CHALLENGE A ▸
Write out everything in the gaming excerpt from "1D6 Adventurers’ Arsenal" down to "of equipment staples.".
CHALLENGE B ▸
According to the gaming excerpt, which rulebook's early editions stood out for their weird and wonderful weapon descriptions?
CHALLENGE C ▸
Translate this sentence from the gaming excerpt into Spanish: "The ancient world setting meant that there were only a handful of equipment staples."
------ EXCERPT PROVIDED ------
6 – FUMBLE – Atomic-Age Cthulhu


A decent supplement let down by a lurid cover. The fall-out over shadowed by people falling out with axes. It fails to capitalise on an enticing proposition … genuine Mad Men!

1D6 Adventurers’ Arsenal

Remember when there were supplements that featured pages and pages of new weaponry? It was like a big macho-catalogue for players to pour over and calculate what was needed to kill every melon-farmer in the room… Some rulebooks went to great lengths to fetishise the descriptions of the weapons available; the early editions of Tunnels and Trolls, for example, was notable for the weird and wonderful descriptions, alongside detailed illustrations of exotic armoury.

There never seemed any point to this level of variety as players often settled on a combination of their favourites. We were RUNEQUEST players and the 2nd Edition rules provided slim pickings for the adventurer in search of a set of irons for his caddy. The ancient world setting meant that there were only a handful of equipment staples.

The following list has been compiled in conjunction with @sjamb7 – Blythy The Cautious – the master tactician – and rules lawyer at our table.
------ DATA RECORDS ------
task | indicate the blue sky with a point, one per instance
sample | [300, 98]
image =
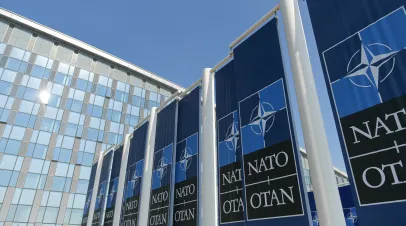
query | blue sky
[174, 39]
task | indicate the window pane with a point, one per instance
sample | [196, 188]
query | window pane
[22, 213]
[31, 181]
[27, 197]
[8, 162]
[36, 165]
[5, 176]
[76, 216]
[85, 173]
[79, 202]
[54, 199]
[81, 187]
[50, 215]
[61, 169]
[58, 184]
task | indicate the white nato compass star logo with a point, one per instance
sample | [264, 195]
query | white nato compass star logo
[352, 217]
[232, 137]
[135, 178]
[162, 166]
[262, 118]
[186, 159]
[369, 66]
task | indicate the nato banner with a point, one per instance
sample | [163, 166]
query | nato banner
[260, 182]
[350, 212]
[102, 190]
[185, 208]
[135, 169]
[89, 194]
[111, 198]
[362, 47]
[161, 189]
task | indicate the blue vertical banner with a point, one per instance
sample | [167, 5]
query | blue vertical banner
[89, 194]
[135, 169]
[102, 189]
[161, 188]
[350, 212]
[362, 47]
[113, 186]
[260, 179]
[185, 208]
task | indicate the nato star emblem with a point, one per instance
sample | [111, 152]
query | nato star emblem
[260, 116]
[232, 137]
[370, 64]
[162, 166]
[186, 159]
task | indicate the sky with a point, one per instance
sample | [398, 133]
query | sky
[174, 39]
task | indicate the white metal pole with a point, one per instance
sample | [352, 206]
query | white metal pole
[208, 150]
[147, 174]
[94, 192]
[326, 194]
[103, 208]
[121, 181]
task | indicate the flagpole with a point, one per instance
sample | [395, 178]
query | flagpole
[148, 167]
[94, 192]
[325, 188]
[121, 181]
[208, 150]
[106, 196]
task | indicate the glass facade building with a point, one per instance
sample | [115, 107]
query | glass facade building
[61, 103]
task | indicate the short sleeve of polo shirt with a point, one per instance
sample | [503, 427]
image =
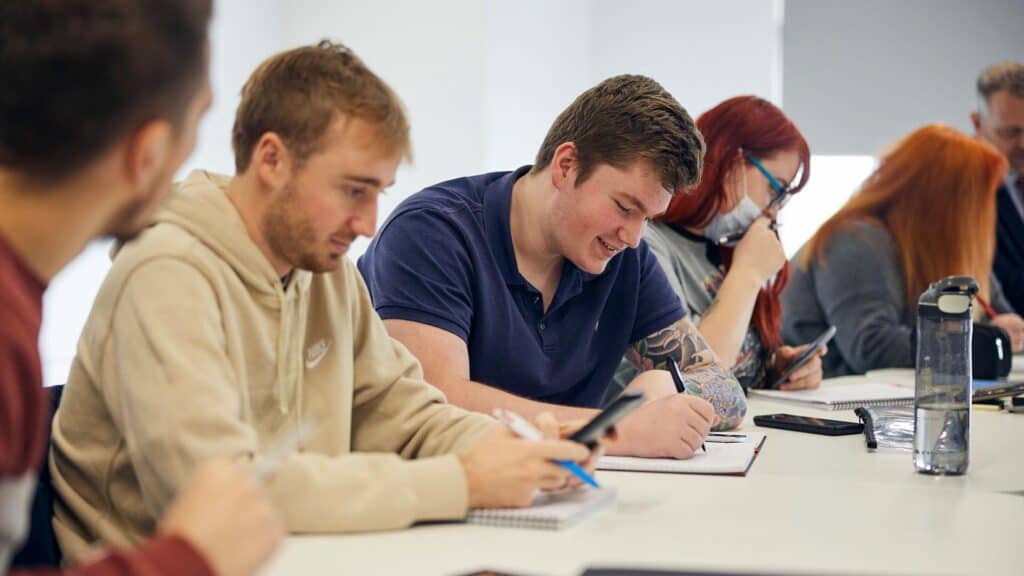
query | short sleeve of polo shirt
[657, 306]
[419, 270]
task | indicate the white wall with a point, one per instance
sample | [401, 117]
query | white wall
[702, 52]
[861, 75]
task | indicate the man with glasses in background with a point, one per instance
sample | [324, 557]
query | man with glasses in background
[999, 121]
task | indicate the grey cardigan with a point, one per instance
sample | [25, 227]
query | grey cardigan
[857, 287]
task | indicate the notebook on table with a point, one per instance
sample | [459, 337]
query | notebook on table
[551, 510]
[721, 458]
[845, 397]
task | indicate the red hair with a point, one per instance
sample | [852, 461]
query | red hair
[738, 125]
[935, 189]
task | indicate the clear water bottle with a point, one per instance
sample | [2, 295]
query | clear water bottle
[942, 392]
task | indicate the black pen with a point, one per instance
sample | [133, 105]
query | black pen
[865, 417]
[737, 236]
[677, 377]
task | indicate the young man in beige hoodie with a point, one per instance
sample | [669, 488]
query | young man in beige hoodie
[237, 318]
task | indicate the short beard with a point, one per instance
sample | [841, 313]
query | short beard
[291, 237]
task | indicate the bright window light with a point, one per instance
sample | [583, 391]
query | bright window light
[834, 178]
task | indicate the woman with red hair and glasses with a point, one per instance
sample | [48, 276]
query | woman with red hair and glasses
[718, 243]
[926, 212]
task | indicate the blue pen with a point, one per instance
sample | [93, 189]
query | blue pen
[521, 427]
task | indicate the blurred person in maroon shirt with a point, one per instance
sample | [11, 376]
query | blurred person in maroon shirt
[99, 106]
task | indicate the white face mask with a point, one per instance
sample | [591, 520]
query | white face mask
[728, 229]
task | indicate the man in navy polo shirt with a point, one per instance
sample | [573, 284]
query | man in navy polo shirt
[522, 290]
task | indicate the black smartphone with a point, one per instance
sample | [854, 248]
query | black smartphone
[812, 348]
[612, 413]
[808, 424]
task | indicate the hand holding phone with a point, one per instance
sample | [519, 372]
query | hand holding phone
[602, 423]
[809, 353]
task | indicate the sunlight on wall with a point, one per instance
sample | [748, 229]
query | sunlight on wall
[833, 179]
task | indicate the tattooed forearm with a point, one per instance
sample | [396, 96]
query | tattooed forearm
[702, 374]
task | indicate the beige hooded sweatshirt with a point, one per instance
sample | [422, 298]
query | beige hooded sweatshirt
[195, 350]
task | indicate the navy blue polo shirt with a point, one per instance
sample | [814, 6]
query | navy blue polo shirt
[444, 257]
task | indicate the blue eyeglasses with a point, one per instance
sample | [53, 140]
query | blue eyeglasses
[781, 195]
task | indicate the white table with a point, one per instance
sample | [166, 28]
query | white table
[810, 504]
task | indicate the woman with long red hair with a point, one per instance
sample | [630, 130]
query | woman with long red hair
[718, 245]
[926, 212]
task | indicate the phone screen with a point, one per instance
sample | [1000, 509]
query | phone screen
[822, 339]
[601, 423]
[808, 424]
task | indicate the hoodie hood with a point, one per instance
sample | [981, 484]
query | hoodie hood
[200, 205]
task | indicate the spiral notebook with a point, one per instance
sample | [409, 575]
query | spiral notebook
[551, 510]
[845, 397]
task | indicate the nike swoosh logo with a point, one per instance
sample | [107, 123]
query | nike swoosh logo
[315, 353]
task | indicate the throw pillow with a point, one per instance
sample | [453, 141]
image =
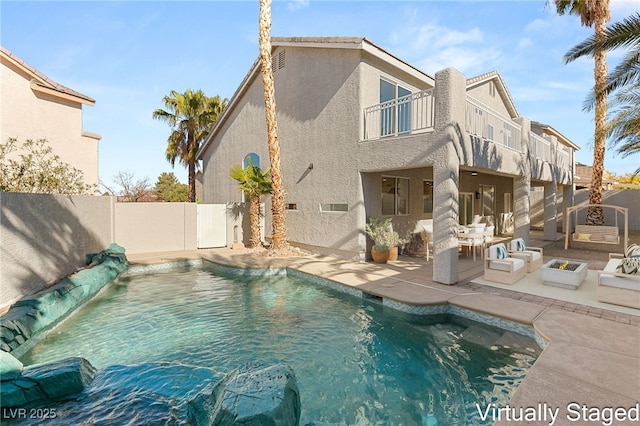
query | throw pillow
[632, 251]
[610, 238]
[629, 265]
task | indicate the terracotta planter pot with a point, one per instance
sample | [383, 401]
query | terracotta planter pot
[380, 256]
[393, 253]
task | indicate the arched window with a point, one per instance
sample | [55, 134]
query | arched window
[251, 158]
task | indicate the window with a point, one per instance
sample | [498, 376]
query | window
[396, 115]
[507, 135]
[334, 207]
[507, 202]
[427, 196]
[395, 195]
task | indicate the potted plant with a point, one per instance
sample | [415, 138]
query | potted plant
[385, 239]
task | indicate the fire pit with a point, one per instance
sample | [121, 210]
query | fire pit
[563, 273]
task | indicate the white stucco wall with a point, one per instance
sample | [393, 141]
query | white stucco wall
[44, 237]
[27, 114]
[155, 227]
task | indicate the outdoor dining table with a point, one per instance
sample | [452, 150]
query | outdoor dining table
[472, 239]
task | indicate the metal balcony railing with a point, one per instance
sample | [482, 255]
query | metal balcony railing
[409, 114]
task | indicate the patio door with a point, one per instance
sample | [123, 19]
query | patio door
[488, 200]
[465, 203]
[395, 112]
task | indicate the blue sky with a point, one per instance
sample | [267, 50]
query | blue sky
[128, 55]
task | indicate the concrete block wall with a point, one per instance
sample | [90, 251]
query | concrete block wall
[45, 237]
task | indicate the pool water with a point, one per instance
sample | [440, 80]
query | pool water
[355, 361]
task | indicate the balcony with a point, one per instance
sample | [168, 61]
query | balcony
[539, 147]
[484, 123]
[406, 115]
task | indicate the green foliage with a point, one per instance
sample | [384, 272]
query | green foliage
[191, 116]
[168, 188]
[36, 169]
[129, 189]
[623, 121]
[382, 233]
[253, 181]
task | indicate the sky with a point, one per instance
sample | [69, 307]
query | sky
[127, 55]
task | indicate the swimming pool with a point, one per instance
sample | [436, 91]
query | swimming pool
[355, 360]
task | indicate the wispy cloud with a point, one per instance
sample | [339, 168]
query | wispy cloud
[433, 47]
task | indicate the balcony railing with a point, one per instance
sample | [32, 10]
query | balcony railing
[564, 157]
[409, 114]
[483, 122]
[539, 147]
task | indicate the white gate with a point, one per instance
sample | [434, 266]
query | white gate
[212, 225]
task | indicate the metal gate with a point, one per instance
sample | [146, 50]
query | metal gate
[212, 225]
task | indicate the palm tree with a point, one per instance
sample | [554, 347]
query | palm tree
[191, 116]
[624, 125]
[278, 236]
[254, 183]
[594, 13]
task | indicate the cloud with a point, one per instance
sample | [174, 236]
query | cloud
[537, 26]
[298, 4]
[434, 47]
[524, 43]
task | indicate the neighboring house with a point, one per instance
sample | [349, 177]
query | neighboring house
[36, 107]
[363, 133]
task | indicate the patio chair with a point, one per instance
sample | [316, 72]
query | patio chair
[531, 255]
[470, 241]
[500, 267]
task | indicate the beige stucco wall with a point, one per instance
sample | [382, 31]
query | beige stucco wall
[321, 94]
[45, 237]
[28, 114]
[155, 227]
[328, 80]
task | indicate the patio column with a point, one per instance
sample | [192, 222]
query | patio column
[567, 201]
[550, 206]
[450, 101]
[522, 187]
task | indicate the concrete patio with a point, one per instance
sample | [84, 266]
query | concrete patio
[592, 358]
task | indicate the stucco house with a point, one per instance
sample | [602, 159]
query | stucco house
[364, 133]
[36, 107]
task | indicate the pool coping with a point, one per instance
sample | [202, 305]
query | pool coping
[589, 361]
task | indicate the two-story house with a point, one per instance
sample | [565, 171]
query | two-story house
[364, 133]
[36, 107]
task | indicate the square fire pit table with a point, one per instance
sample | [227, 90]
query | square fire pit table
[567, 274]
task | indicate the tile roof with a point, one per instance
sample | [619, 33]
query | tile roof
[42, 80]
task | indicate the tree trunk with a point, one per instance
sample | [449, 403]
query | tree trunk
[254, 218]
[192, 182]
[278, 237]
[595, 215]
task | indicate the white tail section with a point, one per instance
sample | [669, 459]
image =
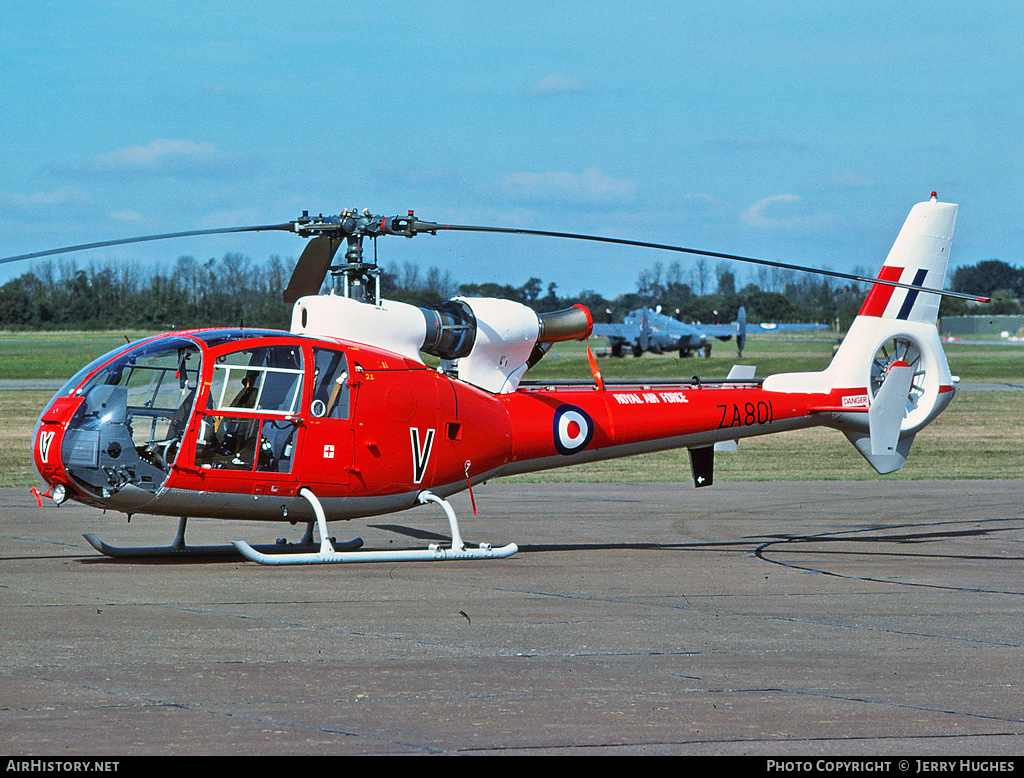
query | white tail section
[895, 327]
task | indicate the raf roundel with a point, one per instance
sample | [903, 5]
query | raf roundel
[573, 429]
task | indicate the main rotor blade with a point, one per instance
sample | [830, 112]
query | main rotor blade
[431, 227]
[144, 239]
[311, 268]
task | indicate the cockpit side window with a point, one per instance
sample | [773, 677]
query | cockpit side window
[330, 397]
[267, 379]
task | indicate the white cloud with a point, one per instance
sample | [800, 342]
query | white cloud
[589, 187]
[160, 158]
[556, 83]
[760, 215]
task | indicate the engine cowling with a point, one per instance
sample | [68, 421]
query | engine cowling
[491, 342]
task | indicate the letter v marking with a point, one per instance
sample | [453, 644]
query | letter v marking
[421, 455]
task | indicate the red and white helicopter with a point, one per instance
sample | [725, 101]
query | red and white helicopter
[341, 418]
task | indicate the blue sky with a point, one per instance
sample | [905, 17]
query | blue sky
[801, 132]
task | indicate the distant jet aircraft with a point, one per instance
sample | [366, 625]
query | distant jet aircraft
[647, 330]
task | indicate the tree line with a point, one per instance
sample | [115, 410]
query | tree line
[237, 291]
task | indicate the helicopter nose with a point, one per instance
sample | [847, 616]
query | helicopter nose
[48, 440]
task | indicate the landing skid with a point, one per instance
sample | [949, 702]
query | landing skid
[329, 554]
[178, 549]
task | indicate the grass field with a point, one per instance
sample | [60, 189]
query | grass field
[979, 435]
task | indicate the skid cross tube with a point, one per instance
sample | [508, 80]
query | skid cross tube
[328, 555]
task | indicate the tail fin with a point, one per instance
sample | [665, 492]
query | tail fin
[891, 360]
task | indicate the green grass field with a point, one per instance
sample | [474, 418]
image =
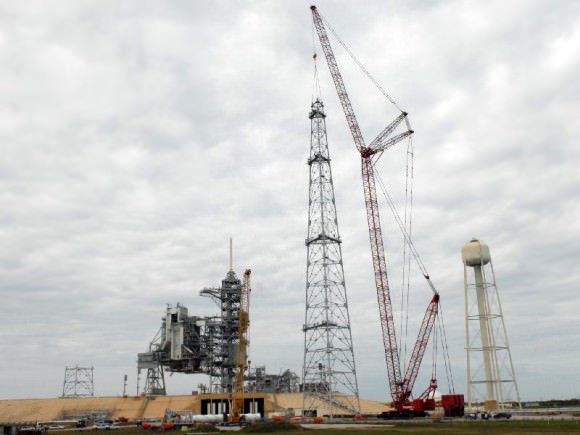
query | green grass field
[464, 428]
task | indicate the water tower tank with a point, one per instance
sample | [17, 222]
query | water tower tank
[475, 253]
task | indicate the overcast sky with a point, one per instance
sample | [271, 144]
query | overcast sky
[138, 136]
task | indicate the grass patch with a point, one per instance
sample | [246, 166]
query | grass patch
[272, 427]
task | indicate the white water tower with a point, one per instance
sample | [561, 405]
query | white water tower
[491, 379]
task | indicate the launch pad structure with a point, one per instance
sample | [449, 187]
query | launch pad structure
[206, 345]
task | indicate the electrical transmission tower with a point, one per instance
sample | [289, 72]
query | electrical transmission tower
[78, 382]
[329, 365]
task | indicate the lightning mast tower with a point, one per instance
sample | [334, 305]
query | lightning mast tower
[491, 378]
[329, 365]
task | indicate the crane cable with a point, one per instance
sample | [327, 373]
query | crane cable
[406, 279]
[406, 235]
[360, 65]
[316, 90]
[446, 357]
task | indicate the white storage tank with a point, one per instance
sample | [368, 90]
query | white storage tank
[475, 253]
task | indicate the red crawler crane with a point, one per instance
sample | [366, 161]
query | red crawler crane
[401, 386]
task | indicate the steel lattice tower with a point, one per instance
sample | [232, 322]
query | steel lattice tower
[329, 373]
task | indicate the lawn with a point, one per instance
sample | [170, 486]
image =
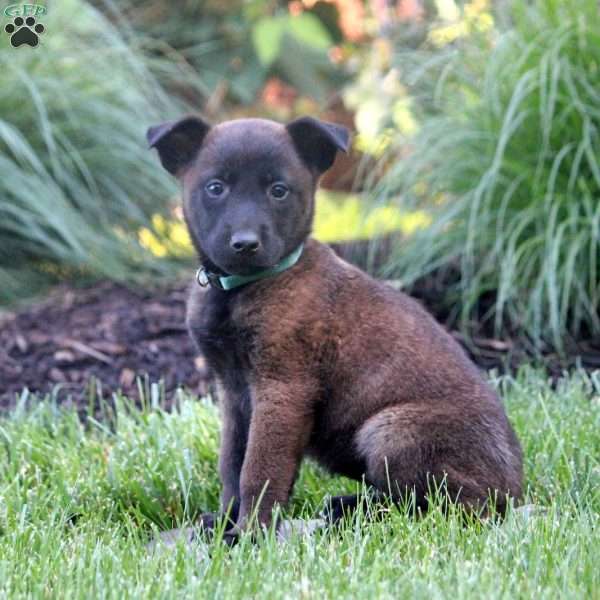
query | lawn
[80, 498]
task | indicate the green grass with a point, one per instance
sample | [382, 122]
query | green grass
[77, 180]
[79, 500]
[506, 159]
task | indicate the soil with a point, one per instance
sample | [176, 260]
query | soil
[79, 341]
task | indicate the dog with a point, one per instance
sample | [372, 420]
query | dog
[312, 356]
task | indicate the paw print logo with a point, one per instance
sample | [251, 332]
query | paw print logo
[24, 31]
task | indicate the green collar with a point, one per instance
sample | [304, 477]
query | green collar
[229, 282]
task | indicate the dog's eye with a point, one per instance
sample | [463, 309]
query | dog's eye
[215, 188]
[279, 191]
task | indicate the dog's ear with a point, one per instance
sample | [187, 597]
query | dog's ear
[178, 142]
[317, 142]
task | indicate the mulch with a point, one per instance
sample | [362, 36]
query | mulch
------
WRITTEN SOLUTION A ▸
1D6 Adventurers’ Arsenal

Remember when there were supplements that featured pages and pages of new weaponry? It was like a big macho-catalogue for players to pour over and calculate what was needed to kill every melon-farmer in the room… Some rulebooks went to great lengths to fetishise the descriptions of the weapons available; the early editions of Tunnels and Trolls, for example, was notable for the weird and wonderful descriptions, alongside detailed illustrations of exotic armoury.

There never seemed any point to this level of variety as players often settled on a combination of their favourites. We were RUNEQUEST players and the 2nd Edition rules provided slim pickings for the adventurer in search of a set of irons for his caddy. The ancient world setting meant that there were only a handful of equipment staples.

WRITTEN SOLUTION B ▸
Tunnels and Trolls

WRITTEN SOLUTION C ▸
El escenario del mundo antiguo hacía que solo hubiera un puñado de elementos básicos de equipo.